= Beginning of Section =

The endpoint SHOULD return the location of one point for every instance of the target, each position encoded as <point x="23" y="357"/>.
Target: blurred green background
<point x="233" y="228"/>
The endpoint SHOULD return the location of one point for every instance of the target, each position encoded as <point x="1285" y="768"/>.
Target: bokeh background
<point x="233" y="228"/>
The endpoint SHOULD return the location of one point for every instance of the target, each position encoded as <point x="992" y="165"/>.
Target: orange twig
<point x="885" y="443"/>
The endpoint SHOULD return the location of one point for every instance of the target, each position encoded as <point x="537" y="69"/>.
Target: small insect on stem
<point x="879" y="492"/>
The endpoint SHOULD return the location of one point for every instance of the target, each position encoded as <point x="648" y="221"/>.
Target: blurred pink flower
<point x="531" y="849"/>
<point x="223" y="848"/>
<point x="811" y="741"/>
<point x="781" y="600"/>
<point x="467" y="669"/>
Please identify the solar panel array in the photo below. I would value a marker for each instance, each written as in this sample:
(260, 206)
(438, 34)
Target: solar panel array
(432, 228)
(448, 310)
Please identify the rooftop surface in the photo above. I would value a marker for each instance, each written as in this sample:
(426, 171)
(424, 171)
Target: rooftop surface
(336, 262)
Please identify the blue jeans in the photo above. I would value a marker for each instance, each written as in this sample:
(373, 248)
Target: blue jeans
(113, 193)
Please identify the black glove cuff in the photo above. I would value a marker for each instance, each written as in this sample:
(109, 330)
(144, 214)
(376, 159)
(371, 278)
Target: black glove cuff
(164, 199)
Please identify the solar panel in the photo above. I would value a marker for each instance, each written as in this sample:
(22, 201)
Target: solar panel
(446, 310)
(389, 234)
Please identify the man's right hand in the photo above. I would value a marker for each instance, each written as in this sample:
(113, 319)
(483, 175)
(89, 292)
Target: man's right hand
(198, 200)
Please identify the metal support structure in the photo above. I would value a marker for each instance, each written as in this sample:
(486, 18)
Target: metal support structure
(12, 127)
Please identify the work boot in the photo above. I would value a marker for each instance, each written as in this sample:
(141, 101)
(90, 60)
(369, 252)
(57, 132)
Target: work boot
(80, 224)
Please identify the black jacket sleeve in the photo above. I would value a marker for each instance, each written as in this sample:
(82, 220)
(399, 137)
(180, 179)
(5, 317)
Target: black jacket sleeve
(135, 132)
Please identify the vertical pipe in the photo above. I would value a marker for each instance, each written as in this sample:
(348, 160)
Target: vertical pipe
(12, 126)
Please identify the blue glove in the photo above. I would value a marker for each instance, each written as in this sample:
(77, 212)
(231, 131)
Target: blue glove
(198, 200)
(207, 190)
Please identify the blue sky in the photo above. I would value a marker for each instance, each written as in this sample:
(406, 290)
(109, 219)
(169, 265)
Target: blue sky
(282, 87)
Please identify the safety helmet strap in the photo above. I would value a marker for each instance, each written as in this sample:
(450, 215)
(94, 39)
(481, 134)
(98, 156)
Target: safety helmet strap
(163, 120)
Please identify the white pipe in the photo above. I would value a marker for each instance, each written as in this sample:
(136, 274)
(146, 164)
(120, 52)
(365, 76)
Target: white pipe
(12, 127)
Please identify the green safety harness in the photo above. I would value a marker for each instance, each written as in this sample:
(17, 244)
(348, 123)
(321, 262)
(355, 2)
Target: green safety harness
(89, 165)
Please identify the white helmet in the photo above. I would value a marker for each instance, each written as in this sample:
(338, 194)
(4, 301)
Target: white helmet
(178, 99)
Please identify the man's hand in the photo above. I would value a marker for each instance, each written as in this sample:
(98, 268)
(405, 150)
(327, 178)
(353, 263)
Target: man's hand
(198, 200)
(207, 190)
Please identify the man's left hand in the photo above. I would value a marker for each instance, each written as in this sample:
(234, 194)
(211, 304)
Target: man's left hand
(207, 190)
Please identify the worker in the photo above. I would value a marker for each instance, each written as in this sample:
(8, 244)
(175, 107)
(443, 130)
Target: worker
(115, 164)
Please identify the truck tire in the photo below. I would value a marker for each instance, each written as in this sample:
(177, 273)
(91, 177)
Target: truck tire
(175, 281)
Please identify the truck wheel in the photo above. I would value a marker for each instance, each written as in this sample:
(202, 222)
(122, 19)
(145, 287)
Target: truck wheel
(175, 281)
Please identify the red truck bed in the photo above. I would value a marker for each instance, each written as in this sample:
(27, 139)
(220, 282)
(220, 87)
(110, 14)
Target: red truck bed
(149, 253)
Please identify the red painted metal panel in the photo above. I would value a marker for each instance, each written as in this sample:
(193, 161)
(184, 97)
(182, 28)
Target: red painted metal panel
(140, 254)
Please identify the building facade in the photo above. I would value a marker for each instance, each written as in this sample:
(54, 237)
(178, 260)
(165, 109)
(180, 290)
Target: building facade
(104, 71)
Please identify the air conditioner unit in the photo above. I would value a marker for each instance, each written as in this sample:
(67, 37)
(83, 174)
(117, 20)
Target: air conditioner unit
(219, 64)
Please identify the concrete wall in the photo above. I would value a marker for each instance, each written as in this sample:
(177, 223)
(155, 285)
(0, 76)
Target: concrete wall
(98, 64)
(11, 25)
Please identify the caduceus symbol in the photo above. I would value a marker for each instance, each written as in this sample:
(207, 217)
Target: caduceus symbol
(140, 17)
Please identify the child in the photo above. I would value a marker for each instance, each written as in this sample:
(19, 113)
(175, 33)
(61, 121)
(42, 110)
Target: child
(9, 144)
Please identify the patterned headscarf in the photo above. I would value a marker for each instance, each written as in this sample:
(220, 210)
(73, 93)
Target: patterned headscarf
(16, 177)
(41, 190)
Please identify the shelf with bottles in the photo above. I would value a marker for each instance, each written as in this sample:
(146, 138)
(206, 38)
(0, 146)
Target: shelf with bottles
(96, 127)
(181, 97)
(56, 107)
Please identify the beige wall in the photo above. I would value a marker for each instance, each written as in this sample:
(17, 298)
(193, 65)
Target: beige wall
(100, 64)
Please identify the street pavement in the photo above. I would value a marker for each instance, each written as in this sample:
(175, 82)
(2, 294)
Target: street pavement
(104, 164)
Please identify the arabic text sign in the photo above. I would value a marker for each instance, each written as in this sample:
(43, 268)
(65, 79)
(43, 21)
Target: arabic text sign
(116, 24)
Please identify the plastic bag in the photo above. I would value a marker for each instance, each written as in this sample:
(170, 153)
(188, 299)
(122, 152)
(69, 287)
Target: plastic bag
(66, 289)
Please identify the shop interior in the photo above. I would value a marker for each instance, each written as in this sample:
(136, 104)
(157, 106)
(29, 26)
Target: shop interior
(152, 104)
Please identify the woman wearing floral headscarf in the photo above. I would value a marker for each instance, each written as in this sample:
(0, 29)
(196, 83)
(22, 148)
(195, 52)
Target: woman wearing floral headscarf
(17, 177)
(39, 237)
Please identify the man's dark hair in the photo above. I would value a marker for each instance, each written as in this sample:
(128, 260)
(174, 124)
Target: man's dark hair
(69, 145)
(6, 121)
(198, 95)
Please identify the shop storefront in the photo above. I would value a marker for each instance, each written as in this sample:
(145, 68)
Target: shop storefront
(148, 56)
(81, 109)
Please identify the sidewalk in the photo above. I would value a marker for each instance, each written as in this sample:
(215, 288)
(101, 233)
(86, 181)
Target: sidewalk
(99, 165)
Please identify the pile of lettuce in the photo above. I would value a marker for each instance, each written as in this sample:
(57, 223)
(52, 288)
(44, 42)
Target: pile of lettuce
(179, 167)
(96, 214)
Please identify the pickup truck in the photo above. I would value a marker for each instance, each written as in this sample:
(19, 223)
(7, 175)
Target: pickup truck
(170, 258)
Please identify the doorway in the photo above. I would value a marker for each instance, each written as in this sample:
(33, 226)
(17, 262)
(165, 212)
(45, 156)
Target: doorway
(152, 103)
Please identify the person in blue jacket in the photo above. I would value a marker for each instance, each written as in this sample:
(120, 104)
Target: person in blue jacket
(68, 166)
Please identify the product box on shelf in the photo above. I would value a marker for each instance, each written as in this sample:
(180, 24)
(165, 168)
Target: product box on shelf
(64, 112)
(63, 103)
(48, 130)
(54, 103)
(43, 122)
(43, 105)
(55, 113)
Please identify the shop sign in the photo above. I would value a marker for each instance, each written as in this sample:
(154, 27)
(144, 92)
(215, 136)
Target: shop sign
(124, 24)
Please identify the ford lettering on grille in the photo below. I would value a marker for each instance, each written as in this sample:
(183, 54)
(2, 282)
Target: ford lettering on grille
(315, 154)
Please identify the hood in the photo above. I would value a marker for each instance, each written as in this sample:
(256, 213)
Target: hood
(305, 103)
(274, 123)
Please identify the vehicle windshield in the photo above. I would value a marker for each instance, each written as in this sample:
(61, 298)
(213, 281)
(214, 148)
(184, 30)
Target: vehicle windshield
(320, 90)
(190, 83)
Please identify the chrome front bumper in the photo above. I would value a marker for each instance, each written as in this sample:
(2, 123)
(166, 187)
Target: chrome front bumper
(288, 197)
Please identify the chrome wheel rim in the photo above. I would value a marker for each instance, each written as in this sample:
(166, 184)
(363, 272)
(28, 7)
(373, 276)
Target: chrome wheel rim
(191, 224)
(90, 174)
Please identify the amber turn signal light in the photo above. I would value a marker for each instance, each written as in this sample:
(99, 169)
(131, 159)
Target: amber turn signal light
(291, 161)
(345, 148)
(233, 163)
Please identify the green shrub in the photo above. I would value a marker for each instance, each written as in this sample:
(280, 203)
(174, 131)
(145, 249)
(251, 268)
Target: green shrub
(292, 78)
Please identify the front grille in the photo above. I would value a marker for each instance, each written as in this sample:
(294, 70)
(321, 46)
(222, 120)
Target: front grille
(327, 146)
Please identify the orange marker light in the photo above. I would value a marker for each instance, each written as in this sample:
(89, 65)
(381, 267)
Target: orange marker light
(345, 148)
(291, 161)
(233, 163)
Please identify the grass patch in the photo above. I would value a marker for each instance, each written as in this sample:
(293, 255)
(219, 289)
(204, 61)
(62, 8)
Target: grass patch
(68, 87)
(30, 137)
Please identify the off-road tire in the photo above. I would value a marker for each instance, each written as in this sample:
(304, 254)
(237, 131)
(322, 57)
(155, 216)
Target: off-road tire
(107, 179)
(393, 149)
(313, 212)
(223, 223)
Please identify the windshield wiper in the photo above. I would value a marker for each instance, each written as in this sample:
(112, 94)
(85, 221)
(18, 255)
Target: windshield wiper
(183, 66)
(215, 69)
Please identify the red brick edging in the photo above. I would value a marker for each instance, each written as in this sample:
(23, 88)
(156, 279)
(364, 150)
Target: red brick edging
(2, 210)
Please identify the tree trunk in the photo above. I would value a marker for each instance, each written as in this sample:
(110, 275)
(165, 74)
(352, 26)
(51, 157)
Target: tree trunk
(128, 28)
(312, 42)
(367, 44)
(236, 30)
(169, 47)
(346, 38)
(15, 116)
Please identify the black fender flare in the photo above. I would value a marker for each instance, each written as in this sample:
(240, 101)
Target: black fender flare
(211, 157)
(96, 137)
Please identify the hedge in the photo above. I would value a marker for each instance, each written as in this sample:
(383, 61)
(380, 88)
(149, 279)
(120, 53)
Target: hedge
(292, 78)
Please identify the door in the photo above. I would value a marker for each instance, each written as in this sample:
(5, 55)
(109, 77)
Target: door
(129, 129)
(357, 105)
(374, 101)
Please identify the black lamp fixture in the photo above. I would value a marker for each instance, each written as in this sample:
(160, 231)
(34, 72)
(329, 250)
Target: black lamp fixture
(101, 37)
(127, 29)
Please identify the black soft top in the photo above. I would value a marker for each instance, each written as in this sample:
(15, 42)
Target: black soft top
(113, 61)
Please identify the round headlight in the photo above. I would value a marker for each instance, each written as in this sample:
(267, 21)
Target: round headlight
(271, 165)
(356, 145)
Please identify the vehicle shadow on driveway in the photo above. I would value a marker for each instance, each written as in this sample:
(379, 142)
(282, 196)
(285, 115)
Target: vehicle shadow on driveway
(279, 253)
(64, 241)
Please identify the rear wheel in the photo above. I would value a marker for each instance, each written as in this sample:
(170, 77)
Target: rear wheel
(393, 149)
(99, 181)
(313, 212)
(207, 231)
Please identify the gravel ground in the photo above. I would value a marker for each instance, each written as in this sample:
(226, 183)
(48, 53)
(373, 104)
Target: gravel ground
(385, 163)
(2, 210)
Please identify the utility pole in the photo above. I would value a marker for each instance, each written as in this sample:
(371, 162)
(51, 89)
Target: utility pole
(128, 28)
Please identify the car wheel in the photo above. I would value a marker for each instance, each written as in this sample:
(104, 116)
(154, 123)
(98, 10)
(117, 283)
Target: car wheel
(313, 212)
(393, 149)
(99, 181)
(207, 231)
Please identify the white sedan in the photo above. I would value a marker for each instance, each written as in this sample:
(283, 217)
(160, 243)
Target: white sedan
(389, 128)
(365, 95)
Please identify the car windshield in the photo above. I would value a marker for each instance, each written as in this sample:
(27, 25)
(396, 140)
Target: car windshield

= End of Section =

*YOUR ASSIGNMENT*. If a line of the listing above holds the string "below", copy it.

*RESPONSE BOX*.
Please identify the solar panel array in the photo below. I would value a marker for each instance, each written as in this sample:
Please identify the truck tire in the photo below. I would value a marker for each instance, each written as in this sample:
Please identify the ford lettering on grille in the photo below. I would value a marker for each instance, each written as in this sample:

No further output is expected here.